Исходный текст:
________________________________________

Да, я помню эту сказку, очень хорошую. Нет, понимаете, если вам не нравится метафора с пальмой, если вам не нравятся растения, возьмите другую метафору. Ну считайте, что это были гомункулусы, которые, по Гете, разбили свою колбу и погибли. Это происходит во второй части «Фауста». Гомункулус вообще неустойчивое существо, ему хорошо в колбе, но он перерастает колбу и разбивает ее, а потом гибнет, как там он гибнет в океане, соединяя элементы, соединяя ртуть и воду.

На самом деле, конечно, советская интеллигенция была таким гомункулусом, но это не умаляет ее достоинств. Я не думаю, что в пацанском мире; в мире, который становился все более пацанским уже в конце 70-х, у советской интеллигенции был шанс уцелеть. В конце концов, приговор этому «жуку в муравейнике» Стругацкие вынесли в 1979 году, когда погиб Лев Абалкин, когда появилась вторая часть трилогии о Каммерере.

Дело в том, что превращаться надо было. И эта необходимость превращения в третьей части трилогии заявлена – «Волны гасят ветер». Но даже и там людены, появившись на этой планете и в этой среде, заканчивают тем, что бегут. Они бегут в какой-то прекрасный мир, может быть, даже существующий на Земле, может быть, альтернативный, может быть, даже видимый немногим. Этот удивительный солнечный квадрат, в котором сидит Тойво Глумов во время последнего сеанса видеосвязи, когда кажется, что соснами пахнет и счастьем. Так я это воспринимаю. Да, действительно, людены обречены на то, чтобы из мира исчезнуть. Но это не значит, что они ошибочны, что их не должно быть. То, что они появились, это логический ход вещей, это прекрасно. Другое дело, что, может быть, пока в ходе эволюции им лучше прятаться или, по крайней мере, существовать незримо от остальных. Но то, что советская интеллигенция все равно осуществила главное предназначение советской власти; то, что она была главным результатом этой власти,  для меня совершенно очевидно.

________________________________________

Задания:
(1) Перепечатайте, пожалуйста, без изменений часть листинга, которая открывается строкой, содержащей «of the grass», и завершается последней строкой листинга (обе границы включены). Изображения в ответ не переносите.
(2) Напишите продолжение текста о советской интеллигенции и люденах Стругацких, начиная сразу после его последнего предложения.

[Извлечённый листинг]
________________________________________

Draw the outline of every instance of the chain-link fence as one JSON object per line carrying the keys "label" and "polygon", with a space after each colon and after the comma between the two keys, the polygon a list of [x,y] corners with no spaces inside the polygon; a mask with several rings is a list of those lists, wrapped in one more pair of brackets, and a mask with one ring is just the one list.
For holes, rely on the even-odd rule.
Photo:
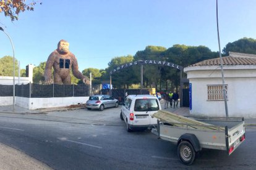
{"label": "chain-link fence", "polygon": [[[77,85],[42,85],[27,84],[15,85],[15,96],[32,98],[82,97],[90,95],[90,86]],[[0,85],[0,96],[12,96],[12,85]]]}

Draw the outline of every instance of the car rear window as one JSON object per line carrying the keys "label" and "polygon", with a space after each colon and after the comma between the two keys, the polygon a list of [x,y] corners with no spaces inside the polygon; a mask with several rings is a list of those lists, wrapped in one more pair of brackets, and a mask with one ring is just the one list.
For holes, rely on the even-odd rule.
{"label": "car rear window", "polygon": [[89,100],[99,100],[99,97],[97,96],[90,96]]}
{"label": "car rear window", "polygon": [[134,107],[135,111],[157,111],[159,105],[157,99],[136,99]]}

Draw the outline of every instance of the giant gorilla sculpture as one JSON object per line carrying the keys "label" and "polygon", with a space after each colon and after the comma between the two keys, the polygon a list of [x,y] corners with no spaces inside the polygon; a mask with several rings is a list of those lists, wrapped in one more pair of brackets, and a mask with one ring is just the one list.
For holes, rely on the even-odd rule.
{"label": "giant gorilla sculpture", "polygon": [[[73,75],[78,79],[82,79],[85,84],[90,84],[88,79],[78,70],[77,59],[69,51],[69,43],[65,40],[59,41],[58,48],[53,51],[47,60],[44,77],[45,84],[70,84],[70,68]],[[54,81],[51,78],[51,68],[53,67]]]}

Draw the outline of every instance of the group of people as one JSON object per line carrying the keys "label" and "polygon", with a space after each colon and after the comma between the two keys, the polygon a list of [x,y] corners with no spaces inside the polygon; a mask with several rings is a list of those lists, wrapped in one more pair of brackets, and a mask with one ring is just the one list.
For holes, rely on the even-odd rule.
{"label": "group of people", "polygon": [[170,103],[171,107],[173,107],[173,108],[175,108],[175,106],[177,107],[179,94],[177,91],[175,91],[174,93],[166,92],[163,94],[163,99],[164,100],[164,109],[168,108],[169,102]]}

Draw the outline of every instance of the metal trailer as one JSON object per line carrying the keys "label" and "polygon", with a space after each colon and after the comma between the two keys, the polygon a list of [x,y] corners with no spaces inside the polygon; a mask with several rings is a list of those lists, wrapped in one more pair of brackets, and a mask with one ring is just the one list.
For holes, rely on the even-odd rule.
{"label": "metal trailer", "polygon": [[192,164],[203,148],[226,150],[230,155],[245,139],[244,118],[193,119],[212,126],[158,120],[158,127],[152,129],[159,138],[177,145],[179,158],[184,164]]}

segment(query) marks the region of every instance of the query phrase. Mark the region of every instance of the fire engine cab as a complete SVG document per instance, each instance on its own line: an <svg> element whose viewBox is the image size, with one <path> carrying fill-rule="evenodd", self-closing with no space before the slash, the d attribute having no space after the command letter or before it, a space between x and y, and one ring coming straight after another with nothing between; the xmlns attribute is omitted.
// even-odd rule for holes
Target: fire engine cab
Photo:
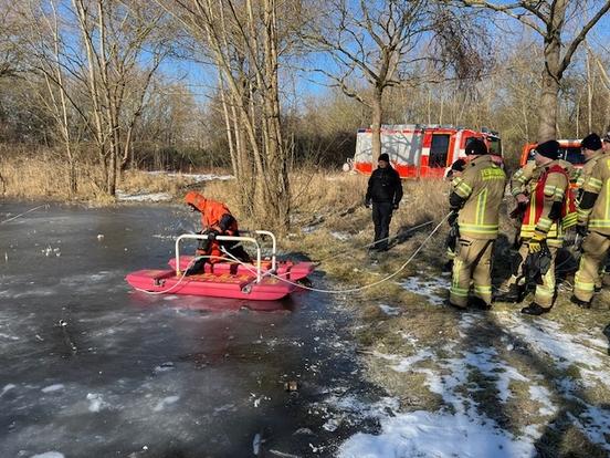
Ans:
<svg viewBox="0 0 610 458"><path fill-rule="evenodd" d="M445 125L401 124L381 126L381 153L390 156L390 163L401 178L442 178L459 158L465 158L464 149L472 138L481 138L502 164L502 145L497 132L483 127L481 132ZM372 157L372 131L361 128L356 137L356 154L344 166L370 175L376 168Z"/></svg>

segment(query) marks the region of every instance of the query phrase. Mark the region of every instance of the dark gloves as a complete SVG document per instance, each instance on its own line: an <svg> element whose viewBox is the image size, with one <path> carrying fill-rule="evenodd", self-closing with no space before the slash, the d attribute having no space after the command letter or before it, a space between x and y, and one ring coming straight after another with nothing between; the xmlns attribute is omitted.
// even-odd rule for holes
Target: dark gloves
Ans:
<svg viewBox="0 0 610 458"><path fill-rule="evenodd" d="M578 233L580 237L587 237L587 233L589 233L589 229L585 225L576 225L576 233Z"/></svg>

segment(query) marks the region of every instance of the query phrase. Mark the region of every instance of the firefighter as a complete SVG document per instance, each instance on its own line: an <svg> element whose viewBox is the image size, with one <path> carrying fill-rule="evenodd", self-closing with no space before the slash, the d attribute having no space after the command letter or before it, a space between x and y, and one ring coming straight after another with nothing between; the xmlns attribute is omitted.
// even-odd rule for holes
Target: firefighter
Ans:
<svg viewBox="0 0 610 458"><path fill-rule="evenodd" d="M591 160L595 160L595 165L586 177L578 202L576 228L578 233L585 237L585 241L571 298L575 304L582 308L589 308L595 292L601 290L601 271L610 248L610 198L608 197L610 157L599 149L592 150L596 147L601 148L602 145L597 135L586 143L589 137L582 140L585 155L590 155L585 167Z"/></svg>
<svg viewBox="0 0 610 458"><path fill-rule="evenodd" d="M192 211L199 211L201 214L201 225L203 229L200 233L208 236L207 240L199 241L196 251L197 256L206 258L198 259L187 270L187 275L202 271L206 262L214 264L223 261L221 258L224 258L225 253L223 253L221 247L240 261L252 262L250 256L236 241L217 240L218 236L238 237L240 235L238 221L224 204L206 199L199 192L194 191L187 192L185 201Z"/></svg>
<svg viewBox="0 0 610 458"><path fill-rule="evenodd" d="M400 176L390 165L390 157L379 155L378 167L368 180L365 207L372 204L372 222L375 225L375 244L370 250L387 251L390 235L392 211L398 209L402 199Z"/></svg>
<svg viewBox="0 0 610 458"><path fill-rule="evenodd" d="M473 156L452 181L449 197L449 223L458 221L459 239L453 261L449 304L459 310L469 305L471 282L474 298L471 305L492 306L492 252L498 232L499 205L506 186L506 174L487 154L485 143L471 139L465 148Z"/></svg>
<svg viewBox="0 0 610 458"><path fill-rule="evenodd" d="M557 160L559 143L545 142L536 147L536 169L530 181L529 199L520 227L519 262L501 289L497 299L518 302L528 281L535 281L534 302L522 313L540 315L555 300L555 258L564 243L564 223L571 221L569 178ZM567 226L567 225L566 225Z"/></svg>
<svg viewBox="0 0 610 458"><path fill-rule="evenodd" d="M580 169L578 180L576 181L576 186L578 189L577 201L579 201L582 197L582 186L591 176L596 164L599 162L600 158L603 157L604 153L601 138L598 134L589 134L585 138L582 138L582 142L580 142L580 148L582 149L582 155L585 156L585 165Z"/></svg>
<svg viewBox="0 0 610 458"><path fill-rule="evenodd" d="M446 174L446 178L453 179L455 177L461 177L462 174L464 173L465 166L466 166L465 159L460 158L455 160L451 165L451 168ZM443 272L451 272L453 270L453 260L455 259L455 248L458 247L458 238L459 238L458 221L454 221L454 223L451 226L451 229L449 230L449 235L446 236L446 240L445 240L448 261L443 266Z"/></svg>

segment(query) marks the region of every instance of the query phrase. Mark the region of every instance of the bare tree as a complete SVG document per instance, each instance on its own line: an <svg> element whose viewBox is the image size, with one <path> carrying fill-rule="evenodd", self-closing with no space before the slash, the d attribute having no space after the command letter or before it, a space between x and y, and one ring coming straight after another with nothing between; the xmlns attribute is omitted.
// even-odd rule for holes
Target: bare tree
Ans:
<svg viewBox="0 0 610 458"><path fill-rule="evenodd" d="M413 51L428 28L421 21L425 4L424 0L325 1L315 11L327 12L312 20L304 33L306 44L330 60L315 71L371 110L374 157L381 154L383 94L409 80L420 60ZM358 83L362 79L368 85Z"/></svg>
<svg viewBox="0 0 610 458"><path fill-rule="evenodd" d="M278 69L280 55L285 49L282 18L293 3L277 0L158 2L201 43L201 51L218 69L225 129L228 136L231 133L231 150L235 155L234 171L239 183L254 184L255 206L243 209L255 211L261 220L271 221L280 230L286 229L291 195Z"/></svg>
<svg viewBox="0 0 610 458"><path fill-rule="evenodd" d="M587 33L610 9L610 0L583 3L570 0L444 0L446 3L487 9L506 14L534 30L544 40L545 67L541 74L540 122L538 142L555 138L557 135L557 97L561 79L572 56L587 37ZM587 17L587 13L589 15ZM581 21L581 25L570 39L566 39L566 22Z"/></svg>

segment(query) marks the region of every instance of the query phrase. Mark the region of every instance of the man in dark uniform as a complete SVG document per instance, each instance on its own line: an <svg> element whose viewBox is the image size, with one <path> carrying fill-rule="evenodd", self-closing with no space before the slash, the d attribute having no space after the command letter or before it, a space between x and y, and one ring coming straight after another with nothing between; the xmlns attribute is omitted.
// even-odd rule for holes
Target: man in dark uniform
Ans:
<svg viewBox="0 0 610 458"><path fill-rule="evenodd" d="M389 156L379 155L378 167L371 174L368 183L365 206L372 204L372 222L375 223L375 244L371 250L386 251L390 233L392 210L398 209L402 199L400 176L390 165Z"/></svg>

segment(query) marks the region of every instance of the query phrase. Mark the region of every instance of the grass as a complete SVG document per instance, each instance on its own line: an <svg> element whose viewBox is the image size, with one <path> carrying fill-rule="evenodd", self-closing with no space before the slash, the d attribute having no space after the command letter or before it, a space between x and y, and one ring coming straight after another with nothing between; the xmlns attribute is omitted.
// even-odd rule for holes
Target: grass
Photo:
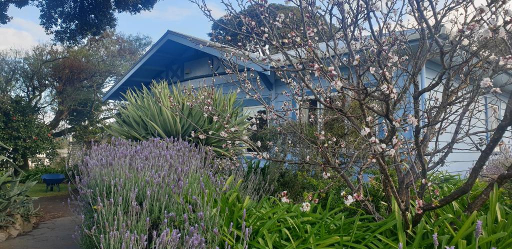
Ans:
<svg viewBox="0 0 512 249"><path fill-rule="evenodd" d="M75 190L76 188L74 185L71 185L71 189ZM62 183L60 184L60 192L57 192L57 187L53 187L53 191L50 191L50 188L48 188L48 192L46 192L46 184L45 183L37 183L33 187L30 189L30 190L27 193L27 194L30 196L31 197L46 197L48 196L65 196L69 194L69 190L68 190L68 184L67 183Z"/></svg>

________________________________________

Ответы к заданиям:
(1)
segment(query) marks the region of every instance of the query phrase. Mark the region of every instance of the grass as a complete SVG document per instance, each instance on its own line: an <svg> element whose viewBox is the image size, with one <path> carrying fill-rule="evenodd", self-closing with no space before the slash, the d attribute having no space after the command letter or before it, a space between x and y, and one ring coming straight after another with nothing between; the xmlns attribute is omitted.
// even-odd rule for holes
Target: grass
Photo:
Ans:
<svg viewBox="0 0 512 249"><path fill-rule="evenodd" d="M75 190L76 188L74 185L71 185L71 189ZM62 183L60 184L60 192L57 192L57 187L53 187L53 191L50 191L50 188L48 188L48 192L46 192L46 184L45 183L37 183L33 187L30 189L30 190L27 193L27 194L30 196L31 197L46 197L48 196L65 196L69 194L69 190L68 190L68 184L67 183Z"/></svg>

(2)
Да, пришло такое будущее – будущее, которое является, во многих отношениях, откатом, реакцией на советский и американский прорыв 70-х и начала 80-х. Да, это во многих отношениях пацанское будущее, потому что ни Стивен Кинг не мог представить, что Греги Стилсоны придут к власти (то есть мог, но не хотел), ни советская интеллигенция не верила, что ей на смену придет пацанский мер.

Тут, кстати, вопрос есть о том, будет ли лекция про «Слово пацана». Будет, конечно, отдельная лекция. Я надеюсь, мы сделаем ее 5 января в лектории. Есть о чем поговорить в этом сериале, дождемся выхода последней серии – говорят, переснятой и перемонтированной. Уверенности нет, но тем не менее дождемся и обсудим. Я не могу сказать, что я смотрел, ничего не проматывая. Но просто потому, что я не очень люблю сцены драк, они утомительны. Но я, в общем, достаточно внимательно посмотрел и понял, что жанр семейно-криминальной саги типа «Однажды в Америке» (такое «Однажды в Казани») получил хорошее и разумное продолжение. Я думаю, что Крыжовников, как всегда, сыграл на тайных струнах российского подсознания и сыграл очень профессионально. Вообще, после Балабанова он единственный, мне кажется, режиссер, плотно работающий со зрительским подсознанием.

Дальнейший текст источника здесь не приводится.